What you will do:
1. Copy the coaching post word for word from "Wednesday, 1 June" to "saying a word.".
2. Carry on the post about coaching young football players, picking up right after its last sentence.

Wednesday, 1 June 2011

Let the Game be the Teacher

If a picture can paint a 1000 words, a video must be able to paint 100 000 pictures.
This is a topic that is close to my heart, and in the 7 years I have been coaching this is the one topic that has stuck with me the most.
Many coaches have to be seen and heard to be coaching. A lot of junior football coaches will pride themselves on the tracksuits with the initials in the corner and the whistle in hand. Who would be the better the coach? The coach who stands and shouts, blows his whistles and gives directions or the coach who stands with arms folded watching the game but not saying a word.
Many a coach could talk until they are blue in the face about the importance of being able to beat your man 1v1, about how overlaps can create space and how a ball into a strikers feet who has dropped into the hole can create space in behind for the 3rd man run. How many of these words will a young child or player take in? If you asked a child to switch the play or play the ball out from the back, would they do it? Probably, but would they understand the reasoning behind why they have done it or what it has created. British players are in severe danger of becoming robots, playing without freedom or really knowing why they are doing what they are doing.

Data lines:
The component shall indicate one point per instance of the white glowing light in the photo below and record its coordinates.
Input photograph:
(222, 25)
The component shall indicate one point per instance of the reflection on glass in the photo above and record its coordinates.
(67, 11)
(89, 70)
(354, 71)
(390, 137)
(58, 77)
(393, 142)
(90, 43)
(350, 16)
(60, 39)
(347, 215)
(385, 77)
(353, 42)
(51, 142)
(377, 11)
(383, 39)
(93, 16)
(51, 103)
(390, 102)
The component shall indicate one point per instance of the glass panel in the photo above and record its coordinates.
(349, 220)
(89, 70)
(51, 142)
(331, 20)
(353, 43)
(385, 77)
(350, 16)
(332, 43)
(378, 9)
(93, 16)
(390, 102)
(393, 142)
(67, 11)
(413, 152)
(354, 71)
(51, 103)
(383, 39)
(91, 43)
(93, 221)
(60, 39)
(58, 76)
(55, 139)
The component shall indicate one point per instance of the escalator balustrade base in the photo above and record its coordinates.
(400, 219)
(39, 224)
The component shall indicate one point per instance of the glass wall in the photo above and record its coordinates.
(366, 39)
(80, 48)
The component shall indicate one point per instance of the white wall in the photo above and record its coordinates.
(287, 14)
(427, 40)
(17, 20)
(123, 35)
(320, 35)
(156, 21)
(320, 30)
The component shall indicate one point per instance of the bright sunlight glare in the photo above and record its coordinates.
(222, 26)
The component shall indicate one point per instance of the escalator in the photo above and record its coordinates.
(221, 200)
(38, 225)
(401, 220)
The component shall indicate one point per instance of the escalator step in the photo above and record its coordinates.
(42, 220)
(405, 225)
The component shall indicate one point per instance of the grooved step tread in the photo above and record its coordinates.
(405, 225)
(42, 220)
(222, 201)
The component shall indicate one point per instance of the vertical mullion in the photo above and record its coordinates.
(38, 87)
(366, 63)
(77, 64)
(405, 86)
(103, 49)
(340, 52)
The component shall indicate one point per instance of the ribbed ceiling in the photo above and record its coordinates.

Answer list:
1.
Wednesday, 1 June 2011

Let the Game be the Teacher

If a picture can paint a 1000 words, a video must be able to paint 100 000 pictures.
This is a topic that is close to my heart, and in the 7 years I have been coaching this is the one topic that has stuck with me the most.
Many coaches have to be seen and heard to be coaching. A lot of junior football coaches will pride themselves on the tracksuits with the initials in the corner and the whistle in hand. Who would be the better the coach? The coach who stands and shouts, blows his whistles and gives directions or the coach who stands with arms folded watching the game but not saying a word.

2.
How long will a coach stay with one team? My reckoning is only a couple of years. The stresses and strains of junior football will take its toll after a couple of years and in Academies and CofE’s the coach will work in only one age group therefore introducing himself to a new bunch of players each year. If a player has been told what to do in a game, taken constant direction from one person, where will they be when that person is no longer there to give direction? Lost is my guess.
Young children just like playing games. Any coach will tell you that the most often question that they get asked is ‘When are we playing a match’ You can do this but still get across your methods and ideas to the players. Children as young as 4 or 5 will be able to understand that switching play can create space. They will be able to grasp the fact of playing triangles and playing the ball wide but they will also struggle to put those ideas into words and phrases. How do you expect them to understand a coach when he tells them this? Move into space or drop into the hole are fantastic phrases that a coach likes to use and a non-football person will think these sound great, but do the players understand that? My guess is again no.
There are literally 100s of games that allow The Game to be the Teacher. 4 Goal Game will encourage the players to switch play. Line Ball will encourage the players to attack 1v1. The Real Madrid Game will encourage passing in triangles. Coaches game will encourage playing the ball out from the back. Diagonal Game will encourage the players to pass in diagonal lines. Multi Ball Game will encourage awareness off the ball.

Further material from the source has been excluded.